Segment Start: STUDY MATERIAL

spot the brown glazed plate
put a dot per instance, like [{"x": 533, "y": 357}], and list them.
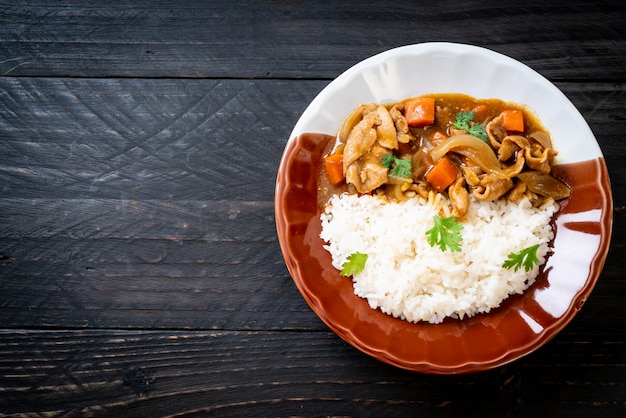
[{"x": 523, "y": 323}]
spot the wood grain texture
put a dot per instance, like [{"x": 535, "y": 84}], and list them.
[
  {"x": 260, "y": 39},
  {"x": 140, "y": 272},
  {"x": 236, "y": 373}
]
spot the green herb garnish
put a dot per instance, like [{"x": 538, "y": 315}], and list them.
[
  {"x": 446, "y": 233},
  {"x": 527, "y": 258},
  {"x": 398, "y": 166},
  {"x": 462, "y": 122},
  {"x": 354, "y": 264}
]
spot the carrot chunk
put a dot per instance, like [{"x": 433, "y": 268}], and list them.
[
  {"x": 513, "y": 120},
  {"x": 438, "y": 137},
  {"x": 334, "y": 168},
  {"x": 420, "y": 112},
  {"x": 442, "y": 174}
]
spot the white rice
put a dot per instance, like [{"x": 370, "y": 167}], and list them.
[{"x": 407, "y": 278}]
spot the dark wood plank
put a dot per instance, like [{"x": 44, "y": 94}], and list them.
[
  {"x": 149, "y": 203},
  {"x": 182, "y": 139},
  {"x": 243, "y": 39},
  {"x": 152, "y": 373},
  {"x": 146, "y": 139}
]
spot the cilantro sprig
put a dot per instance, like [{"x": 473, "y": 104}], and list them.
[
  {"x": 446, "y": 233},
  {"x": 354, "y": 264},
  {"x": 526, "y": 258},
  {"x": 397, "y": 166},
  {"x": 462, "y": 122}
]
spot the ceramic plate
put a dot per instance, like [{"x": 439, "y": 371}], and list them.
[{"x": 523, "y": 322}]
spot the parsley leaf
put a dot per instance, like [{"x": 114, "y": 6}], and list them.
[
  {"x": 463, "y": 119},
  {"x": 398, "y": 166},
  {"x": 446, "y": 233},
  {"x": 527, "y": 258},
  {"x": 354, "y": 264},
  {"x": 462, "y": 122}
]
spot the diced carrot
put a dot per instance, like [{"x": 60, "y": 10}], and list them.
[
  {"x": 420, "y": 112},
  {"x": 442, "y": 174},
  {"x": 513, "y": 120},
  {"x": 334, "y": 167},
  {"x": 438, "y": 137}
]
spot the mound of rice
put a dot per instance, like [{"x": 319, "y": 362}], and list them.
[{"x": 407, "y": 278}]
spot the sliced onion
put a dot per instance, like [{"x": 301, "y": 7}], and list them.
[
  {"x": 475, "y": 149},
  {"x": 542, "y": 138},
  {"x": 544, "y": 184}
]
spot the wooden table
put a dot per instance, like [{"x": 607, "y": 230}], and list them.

Segment End: STUDY MATERIAL

Where a line in the records above includes the string "carrot", show it.

spot the carrot chunk
spot the diced carrot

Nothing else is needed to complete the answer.